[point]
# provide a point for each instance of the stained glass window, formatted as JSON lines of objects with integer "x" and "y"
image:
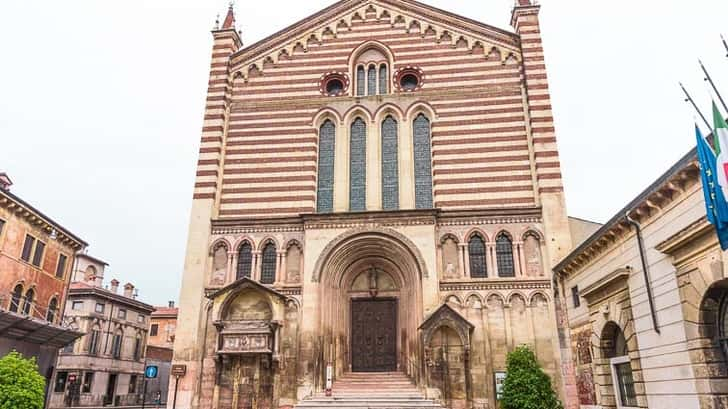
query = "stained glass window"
{"x": 423, "y": 163}
{"x": 360, "y": 80}
{"x": 357, "y": 167}
{"x": 390, "y": 169}
{"x": 504, "y": 256}
{"x": 383, "y": 79}
{"x": 268, "y": 269}
{"x": 325, "y": 191}
{"x": 15, "y": 299}
{"x": 245, "y": 261}
{"x": 372, "y": 80}
{"x": 476, "y": 253}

• • • • •

TO DO:
Scan the preceding records for lines with the word "point". Say how many there are and nothing else.

EXERCISE RESPONSE:
2